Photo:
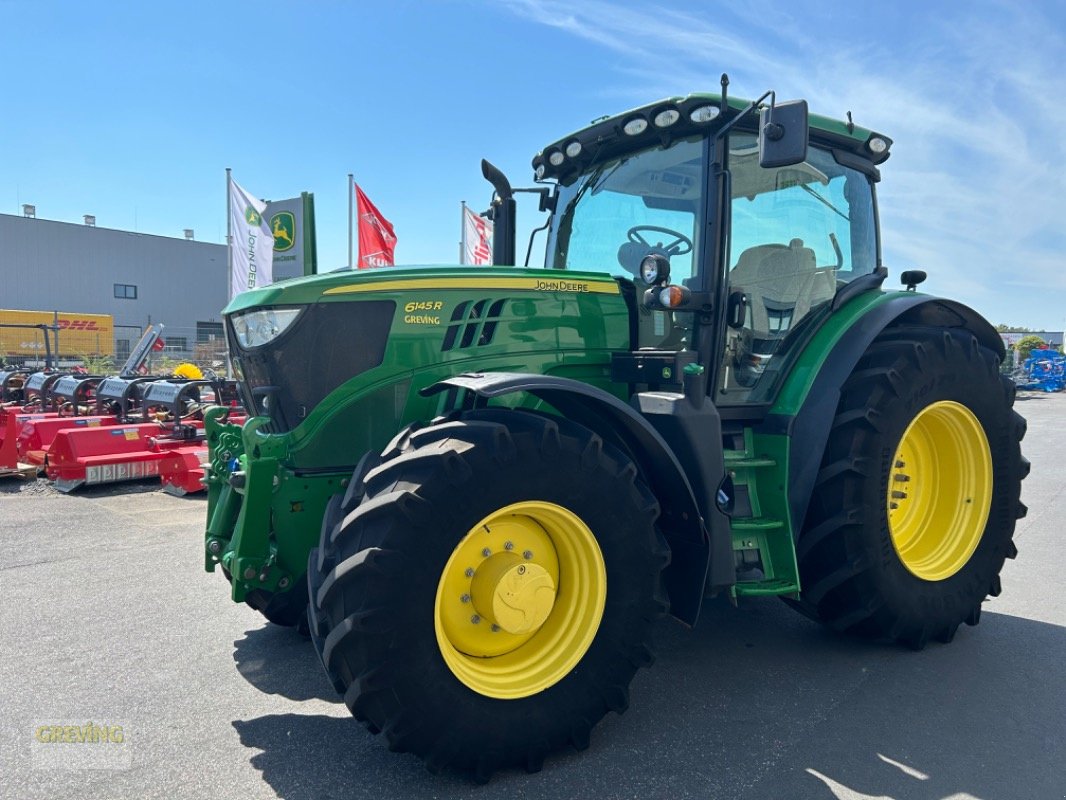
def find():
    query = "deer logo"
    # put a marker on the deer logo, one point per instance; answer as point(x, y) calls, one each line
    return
point(284, 226)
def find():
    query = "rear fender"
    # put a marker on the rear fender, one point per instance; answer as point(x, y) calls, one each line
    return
point(808, 429)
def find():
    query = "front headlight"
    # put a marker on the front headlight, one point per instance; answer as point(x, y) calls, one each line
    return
point(254, 329)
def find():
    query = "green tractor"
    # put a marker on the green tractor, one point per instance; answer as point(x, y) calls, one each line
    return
point(481, 486)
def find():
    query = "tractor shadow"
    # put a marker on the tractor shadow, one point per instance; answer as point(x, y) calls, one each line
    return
point(756, 702)
point(278, 660)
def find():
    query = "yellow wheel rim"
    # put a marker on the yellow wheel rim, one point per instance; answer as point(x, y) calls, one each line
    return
point(939, 491)
point(520, 600)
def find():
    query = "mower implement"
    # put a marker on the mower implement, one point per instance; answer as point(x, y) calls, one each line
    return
point(479, 488)
point(171, 447)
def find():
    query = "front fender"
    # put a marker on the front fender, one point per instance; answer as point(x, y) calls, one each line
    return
point(693, 549)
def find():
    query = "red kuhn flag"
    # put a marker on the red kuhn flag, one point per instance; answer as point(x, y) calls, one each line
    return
point(376, 240)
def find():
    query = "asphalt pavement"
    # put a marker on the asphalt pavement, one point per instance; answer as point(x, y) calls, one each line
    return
point(110, 624)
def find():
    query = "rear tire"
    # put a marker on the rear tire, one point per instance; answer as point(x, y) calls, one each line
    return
point(924, 443)
point(393, 638)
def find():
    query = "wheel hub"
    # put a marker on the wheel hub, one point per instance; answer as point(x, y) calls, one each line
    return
point(939, 491)
point(515, 595)
point(520, 600)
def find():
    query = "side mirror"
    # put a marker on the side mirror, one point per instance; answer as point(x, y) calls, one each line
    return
point(782, 134)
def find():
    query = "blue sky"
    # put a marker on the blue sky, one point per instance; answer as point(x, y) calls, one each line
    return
point(131, 111)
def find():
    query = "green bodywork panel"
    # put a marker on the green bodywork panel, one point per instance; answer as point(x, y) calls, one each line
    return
point(763, 464)
point(560, 323)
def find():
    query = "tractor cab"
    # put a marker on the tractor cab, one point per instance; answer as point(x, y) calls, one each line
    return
point(737, 244)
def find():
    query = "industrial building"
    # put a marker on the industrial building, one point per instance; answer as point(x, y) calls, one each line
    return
point(138, 278)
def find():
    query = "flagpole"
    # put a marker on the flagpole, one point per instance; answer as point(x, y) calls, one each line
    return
point(229, 261)
point(229, 240)
point(463, 235)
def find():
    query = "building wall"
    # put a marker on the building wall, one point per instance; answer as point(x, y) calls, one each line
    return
point(59, 266)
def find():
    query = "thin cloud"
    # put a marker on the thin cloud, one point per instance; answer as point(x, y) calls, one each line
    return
point(973, 192)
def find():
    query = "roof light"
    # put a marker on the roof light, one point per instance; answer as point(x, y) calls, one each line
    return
point(877, 145)
point(667, 117)
point(704, 113)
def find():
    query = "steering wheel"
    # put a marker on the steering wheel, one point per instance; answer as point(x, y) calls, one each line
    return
point(679, 246)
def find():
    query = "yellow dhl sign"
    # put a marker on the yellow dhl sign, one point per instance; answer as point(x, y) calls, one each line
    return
point(80, 334)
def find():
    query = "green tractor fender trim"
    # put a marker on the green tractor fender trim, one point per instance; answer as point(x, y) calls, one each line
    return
point(695, 528)
point(810, 396)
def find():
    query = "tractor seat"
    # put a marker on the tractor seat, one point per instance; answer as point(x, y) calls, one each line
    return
point(782, 284)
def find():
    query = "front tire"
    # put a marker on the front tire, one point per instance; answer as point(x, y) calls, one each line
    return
point(914, 509)
point(491, 596)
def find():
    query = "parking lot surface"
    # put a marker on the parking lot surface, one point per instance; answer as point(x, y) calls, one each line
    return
point(110, 622)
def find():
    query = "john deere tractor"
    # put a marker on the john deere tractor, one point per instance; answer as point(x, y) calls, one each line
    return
point(481, 486)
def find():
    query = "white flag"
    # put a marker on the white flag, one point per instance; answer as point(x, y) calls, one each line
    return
point(477, 239)
point(253, 244)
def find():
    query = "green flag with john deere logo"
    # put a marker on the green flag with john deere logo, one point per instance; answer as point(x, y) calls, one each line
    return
point(291, 222)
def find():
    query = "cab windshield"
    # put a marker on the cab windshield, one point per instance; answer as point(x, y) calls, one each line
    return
point(613, 216)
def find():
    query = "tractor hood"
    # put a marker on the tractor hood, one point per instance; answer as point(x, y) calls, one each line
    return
point(329, 285)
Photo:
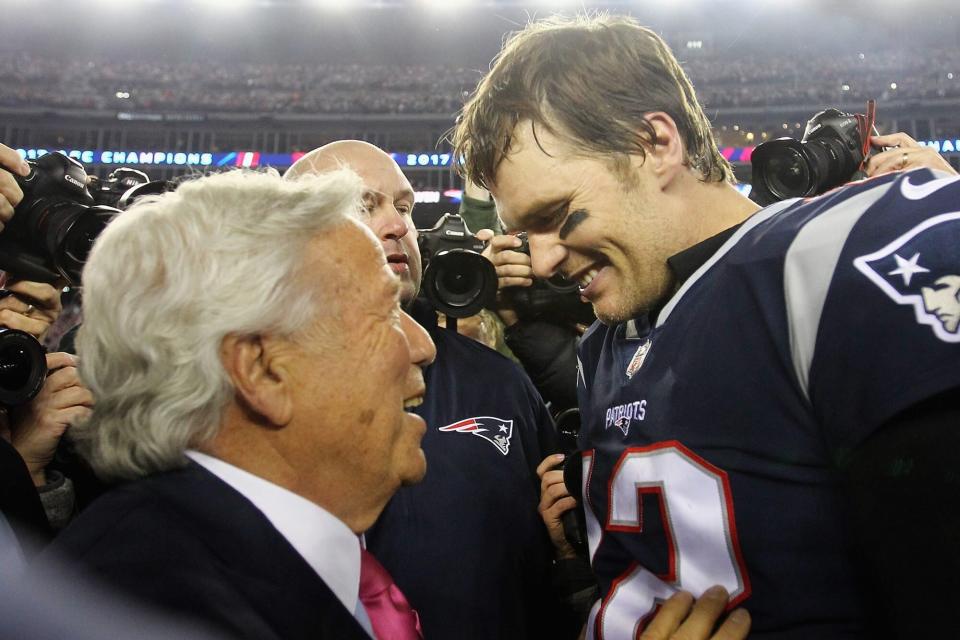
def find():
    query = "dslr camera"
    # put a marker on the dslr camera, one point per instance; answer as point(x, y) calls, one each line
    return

______________________________

Directive: Copy the entries from the beginning through the line containing "point(693, 549)", inclusive, replacing every "put a marker on" with "place a dot on" and changing nothing else. Omit the pictures.

Task output:
Photo:
def find():
    query = "deer logo"
    # place a dot on the deer logo, one point per instance; answer as point(x, y) calls, one each line
    return
point(284, 226)
def find():
    query = "rear fender"
    # place a dot on the rear fender, one point per instance; answer as point(x, y) calls, one each line
    return
point(808, 429)
def find():
    query = "front headlight"
    # place a dot on the front headlight, one point per instance; answer as point(x, y) calls, one each line
    return
point(254, 329)
def find():
    query = "green tractor"
    # place a dot on the green tractor, one point per instance; answer as point(x, y) calls, one each line
    return
point(481, 486)
def find():
    query = "tractor shadow"
    # place a dot on the tractor shadow, one point per instance; answer as point(x, y) calls, one each line
    return
point(756, 702)
point(278, 660)
def find():
    query = "yellow wheel rim"
    # place a dot on the yellow wheel rim, one point per instance; answer as point(x, y) calls, one each line
    return
point(939, 491)
point(520, 600)
def find():
    query = "mower implement"
    # place a dot on the mower implement, one point per instance; answer as point(x, y) calls, one each line
    return
point(479, 488)
point(171, 447)
def find():
    query = "front fender"
    # place a dot on the front fender, one point per instance; answer as point(x, y) calls, one each line
    return
point(693, 549)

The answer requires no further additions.